--- Excerpted data ---

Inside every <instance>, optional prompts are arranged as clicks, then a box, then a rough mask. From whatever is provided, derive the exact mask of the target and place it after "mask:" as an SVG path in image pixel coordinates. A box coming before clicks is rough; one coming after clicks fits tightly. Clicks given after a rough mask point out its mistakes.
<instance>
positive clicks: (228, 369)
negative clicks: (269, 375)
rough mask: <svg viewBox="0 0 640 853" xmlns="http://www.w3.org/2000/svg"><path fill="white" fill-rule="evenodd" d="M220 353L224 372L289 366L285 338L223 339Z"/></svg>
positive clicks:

---
--- Excerpted data ---

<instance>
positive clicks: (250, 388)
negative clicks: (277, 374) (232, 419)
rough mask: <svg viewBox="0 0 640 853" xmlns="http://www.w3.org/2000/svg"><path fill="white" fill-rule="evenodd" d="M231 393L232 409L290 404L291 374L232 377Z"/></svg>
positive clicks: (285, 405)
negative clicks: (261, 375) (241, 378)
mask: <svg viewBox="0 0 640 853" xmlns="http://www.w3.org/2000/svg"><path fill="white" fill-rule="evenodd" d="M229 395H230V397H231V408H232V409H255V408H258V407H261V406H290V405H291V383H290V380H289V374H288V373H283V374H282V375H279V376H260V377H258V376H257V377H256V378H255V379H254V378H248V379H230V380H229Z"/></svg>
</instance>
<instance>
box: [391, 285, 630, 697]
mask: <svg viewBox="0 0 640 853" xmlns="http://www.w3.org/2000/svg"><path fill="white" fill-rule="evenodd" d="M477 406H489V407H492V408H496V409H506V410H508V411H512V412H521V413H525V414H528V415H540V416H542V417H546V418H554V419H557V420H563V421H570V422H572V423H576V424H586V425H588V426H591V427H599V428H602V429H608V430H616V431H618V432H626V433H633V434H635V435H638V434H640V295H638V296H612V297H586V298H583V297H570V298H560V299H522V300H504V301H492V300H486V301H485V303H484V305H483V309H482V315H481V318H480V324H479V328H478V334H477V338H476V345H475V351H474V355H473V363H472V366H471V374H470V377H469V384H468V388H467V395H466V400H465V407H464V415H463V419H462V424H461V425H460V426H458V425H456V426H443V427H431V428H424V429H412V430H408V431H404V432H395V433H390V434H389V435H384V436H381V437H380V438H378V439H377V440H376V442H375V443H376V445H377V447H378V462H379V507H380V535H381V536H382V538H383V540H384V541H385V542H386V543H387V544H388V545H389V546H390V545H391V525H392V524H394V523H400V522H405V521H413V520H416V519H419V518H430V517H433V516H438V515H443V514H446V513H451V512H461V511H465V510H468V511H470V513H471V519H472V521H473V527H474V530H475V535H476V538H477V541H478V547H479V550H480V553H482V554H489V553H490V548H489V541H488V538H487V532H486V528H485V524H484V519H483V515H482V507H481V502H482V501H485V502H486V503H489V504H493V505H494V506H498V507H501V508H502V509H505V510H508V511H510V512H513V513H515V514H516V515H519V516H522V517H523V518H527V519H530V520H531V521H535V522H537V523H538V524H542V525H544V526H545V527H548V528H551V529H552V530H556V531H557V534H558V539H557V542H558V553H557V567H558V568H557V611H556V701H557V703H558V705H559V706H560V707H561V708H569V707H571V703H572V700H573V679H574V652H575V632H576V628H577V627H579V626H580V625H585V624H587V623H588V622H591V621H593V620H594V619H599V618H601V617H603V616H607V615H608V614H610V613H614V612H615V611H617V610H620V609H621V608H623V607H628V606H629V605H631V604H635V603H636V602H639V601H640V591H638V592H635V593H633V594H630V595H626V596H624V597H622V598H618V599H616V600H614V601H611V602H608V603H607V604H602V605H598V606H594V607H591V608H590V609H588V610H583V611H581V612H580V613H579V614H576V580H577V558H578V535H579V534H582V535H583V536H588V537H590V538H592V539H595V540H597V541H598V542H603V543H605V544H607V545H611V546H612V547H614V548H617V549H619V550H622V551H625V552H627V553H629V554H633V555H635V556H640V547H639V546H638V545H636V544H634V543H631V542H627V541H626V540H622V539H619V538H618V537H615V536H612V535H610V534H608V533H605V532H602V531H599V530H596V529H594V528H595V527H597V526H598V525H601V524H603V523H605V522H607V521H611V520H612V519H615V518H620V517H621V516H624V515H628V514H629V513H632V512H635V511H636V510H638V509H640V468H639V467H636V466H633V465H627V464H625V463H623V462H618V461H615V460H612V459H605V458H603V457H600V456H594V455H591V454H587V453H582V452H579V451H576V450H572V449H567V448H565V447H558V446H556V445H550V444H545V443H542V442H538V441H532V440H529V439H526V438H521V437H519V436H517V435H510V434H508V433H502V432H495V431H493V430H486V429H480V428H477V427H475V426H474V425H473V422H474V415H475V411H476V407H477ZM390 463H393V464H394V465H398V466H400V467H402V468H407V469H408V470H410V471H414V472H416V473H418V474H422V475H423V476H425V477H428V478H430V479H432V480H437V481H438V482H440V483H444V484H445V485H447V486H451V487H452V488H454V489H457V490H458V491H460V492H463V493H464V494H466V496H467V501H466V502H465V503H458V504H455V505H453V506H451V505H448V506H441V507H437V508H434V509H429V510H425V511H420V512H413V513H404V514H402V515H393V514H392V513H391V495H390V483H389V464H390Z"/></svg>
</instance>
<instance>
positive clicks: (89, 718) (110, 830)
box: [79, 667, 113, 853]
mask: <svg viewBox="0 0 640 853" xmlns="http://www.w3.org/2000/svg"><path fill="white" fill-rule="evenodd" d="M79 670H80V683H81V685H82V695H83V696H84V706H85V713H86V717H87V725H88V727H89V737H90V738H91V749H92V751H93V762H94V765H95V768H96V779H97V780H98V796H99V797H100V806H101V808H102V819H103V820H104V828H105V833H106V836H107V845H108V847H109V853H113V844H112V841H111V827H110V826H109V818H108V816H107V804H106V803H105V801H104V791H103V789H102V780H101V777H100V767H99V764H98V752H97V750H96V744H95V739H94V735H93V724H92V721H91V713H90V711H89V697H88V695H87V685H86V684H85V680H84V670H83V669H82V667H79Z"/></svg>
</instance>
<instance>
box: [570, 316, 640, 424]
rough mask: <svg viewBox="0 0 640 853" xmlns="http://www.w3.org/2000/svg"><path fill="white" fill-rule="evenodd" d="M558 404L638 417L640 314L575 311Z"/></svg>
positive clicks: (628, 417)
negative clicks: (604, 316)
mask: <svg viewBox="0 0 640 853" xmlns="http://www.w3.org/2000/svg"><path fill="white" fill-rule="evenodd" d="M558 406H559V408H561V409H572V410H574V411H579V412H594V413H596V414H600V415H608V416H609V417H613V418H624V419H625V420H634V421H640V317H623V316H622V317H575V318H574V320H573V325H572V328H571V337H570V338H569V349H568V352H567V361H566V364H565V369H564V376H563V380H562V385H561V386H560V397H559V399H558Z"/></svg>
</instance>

---

• _Your assignment_
State how many lines in the records above contain the string "negative". Reply with the number alone.

• _Reply_
4